→ **Text passage**
***

Let $A$ bet a set. Let $\tau_2$ and $\tau_1$ be two topologies on $A$.

Statements to prove that are equivalent:

(I) $\tau_2 \subseteq \tau_1$ (i.e. $\tau_1$ is finer than $\tau_2$);

(II) for every $a\in A$ and $U \in \tau_2$ with $a\in U$ there exists $V \in \tau_1$ such that $a \in V \subseteq U$; and

(III) for every $a\in A$ and $U \in \tau_2$ with $a\in U$ there is a finite set $F \subseteq \tau_1$ such that $a \in \bigcap F \subseteq U$.

WORKING

(I) $\implies$ (II):

Suppose that $\tau_1$ is finer than $\tau_2$, i.e. $\tau_2 \subseteq \tau_1$. Let $a \in A$ and let $U \in \tau_2$. Then $U\in \tau_1$. If we set $U=V$ then $a\in V \subseteq U$.

(II) $\implies$ (I)

***

→ **Written task 1**
Answer these questions about the topology passage, one line each:
(a) What inclusion does statement (I) express?
(b) In statement (III), what kind of set must $F$ be?
(c) In the working for (I) $\implies$ (II), which set is taken as $V$?
→ **Written task 2**
Carry on the topology passage from its last line.

→ **Given data**
***

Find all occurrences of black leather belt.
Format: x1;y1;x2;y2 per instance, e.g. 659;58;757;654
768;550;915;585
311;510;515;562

***

→ **Written answer 1**
(a) $\tau_2 \subseteq \tau_1$, meaning $\tau_1$ is finer than $\tau_2$.
(b) A finite set $F \subseteq \tau_1$ with $a \in \bigcap F \subseteq U$.
(c) $U$ itself, by setting $U=V$.

→ **Written answer 2**
Suppose that for every $a\in A$ and $U \in \tau_2$ with $a\in U$ there exists $V \in \tau_1$ such that $a \in V \subseteq U$.

Let $B \in \tau_2$. For each point $a \in B$ there's a guaranteed existence of a set $S_a \in \tau_1$ such that $a \in S_a \subseteq B$. Indeed:

$$ B = \bigcup_{a \in B}S_a.$$

Since arbritary unions of $\tau_1$-open sets are $\tau_1$-open, the above equality shows that $B$ is $\tau_1$ open, i.e. $ B \in \tau_1$. Therefore, $\tau_2 \subseteq \tau_1$.

Help needed for (I) $\iff$ (III) OR (II) $\iff$ (III).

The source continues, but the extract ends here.